### DIRECTIONS
From the entries below, return every line that includes the word "wall".

+ + +

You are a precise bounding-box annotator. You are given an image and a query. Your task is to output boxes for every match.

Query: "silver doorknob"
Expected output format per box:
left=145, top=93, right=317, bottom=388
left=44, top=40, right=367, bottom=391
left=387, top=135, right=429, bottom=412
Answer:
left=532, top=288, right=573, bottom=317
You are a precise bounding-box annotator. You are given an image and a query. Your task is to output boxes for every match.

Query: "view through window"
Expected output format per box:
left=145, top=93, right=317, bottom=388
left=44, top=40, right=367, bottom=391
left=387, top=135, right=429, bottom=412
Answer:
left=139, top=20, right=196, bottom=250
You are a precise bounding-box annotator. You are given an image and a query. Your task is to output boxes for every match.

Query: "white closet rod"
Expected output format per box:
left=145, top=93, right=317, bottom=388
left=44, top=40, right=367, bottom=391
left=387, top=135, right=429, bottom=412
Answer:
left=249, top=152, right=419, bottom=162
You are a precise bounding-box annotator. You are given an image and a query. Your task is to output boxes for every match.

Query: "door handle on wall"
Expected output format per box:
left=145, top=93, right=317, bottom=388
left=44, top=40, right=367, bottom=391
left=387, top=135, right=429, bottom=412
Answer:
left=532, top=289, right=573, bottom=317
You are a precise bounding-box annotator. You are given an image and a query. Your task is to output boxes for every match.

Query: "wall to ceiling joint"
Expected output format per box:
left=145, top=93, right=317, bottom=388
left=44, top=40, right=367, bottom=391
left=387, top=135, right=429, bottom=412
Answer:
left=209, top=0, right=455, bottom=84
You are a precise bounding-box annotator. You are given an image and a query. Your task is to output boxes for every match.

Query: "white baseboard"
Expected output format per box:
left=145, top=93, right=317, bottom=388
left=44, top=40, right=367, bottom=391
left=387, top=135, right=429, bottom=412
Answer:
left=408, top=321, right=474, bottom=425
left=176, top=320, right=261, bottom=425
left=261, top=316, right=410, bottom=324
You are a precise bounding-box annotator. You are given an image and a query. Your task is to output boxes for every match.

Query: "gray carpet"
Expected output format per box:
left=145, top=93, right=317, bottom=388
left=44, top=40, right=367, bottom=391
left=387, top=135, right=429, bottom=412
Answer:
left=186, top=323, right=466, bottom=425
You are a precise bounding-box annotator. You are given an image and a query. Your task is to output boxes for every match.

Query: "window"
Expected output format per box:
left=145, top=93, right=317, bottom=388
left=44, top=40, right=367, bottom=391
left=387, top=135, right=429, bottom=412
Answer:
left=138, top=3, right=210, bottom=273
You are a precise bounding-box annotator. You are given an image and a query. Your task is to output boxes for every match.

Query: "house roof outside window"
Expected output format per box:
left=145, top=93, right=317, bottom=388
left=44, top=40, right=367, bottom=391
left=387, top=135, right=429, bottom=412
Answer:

+ + +

### SOLUTION
Query: "door handle on wall"
Query: "wall to ceiling joint"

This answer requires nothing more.